- _Required work_: According to the adoption post, how many adoption agency applications did the writer have to fill out?

2/1/19. Wearing my baby outfit
2/1/19 all smiles
One of my favorite classes was learning how to do african american girl's hair and this class above was one of my favorites too- Effect of Fetal Alcohol Syndrome and other drugs.
MULTIPLE adoption agency applications are filled out when you go interstate. I had over 7 adoption agency applications to fill out. Which discusses openness, finances, criminal history, parenting styles, faith, marriage, home life, current children’s information. Etc.. Just like many of you have thought, a baby was just dropped in our laps, my younger children, not so much Karter and Avarie, all think a baby was dropped in our laps too. There was always an ever growing desire to adopt and every door closed and many obestacals came (even a failed match- baby boy), until Kase came home. So last year, as I turned 35, I received an email on my birthday saying that all my paperwork was complete. Two days later we became Active!!! Then a couple days after that (on February 6th) I saw my first baby scenario. (** I’ll tell this story another time but only one month after that I was matched!!! and it wasn’t with Kase). I’ll never forget, the first time I saw a baby “case” scenario... I was at hockey, my heart stopped. I actually cried as I read this birth-mom’s bio and scenario as I sat in the bleachers. I clicked it open probably 50 times and read over and over. Then following that email came several more baby cases...and more and more cases.
Today is February 6th. Who would have thought I would be holding a 6month old, rolly gerber baby, just a year later? My whole heart was longing for her- even though I didn’t know what she was... she is perfect and there were so many unknowns. I have been on cloud 9 this week. Kase has been trying on some of my baby clothes. My parents moved prior to us adopting her and my mom cleaned out some old storage. She found some of my old baby clothes that I have never seen before. My other kids never had these clothes to wear as babies, so this was special to me. Shortly after she brought the clothes over, I was matched with a boy, but I kept the clothes in a special spot. Little did I know I would be holding my baby girl and she be wearing my baby clothes today. Not only am I giddy over these clothes but you all won’t believe how much Kase looks like me as a baby ..... soon, I will do a side by side photo...God is so fun!! He does all this well.... ....
The people at FAC have such a taxing job going through all our paperwork... but how amazing to be able to bring someone such joy. I waited for those emails to pop up a year ago!! My heart stopped as this popped up on my cell phone this week last year.....
"Only fear the LORD and serve Him in truth with all your heart; for consider what great things He has done for you.”

- _Entries provided_:
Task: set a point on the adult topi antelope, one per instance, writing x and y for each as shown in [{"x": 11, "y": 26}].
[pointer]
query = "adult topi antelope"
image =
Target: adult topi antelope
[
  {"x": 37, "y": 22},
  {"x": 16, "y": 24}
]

- _Written answer_: Over 7.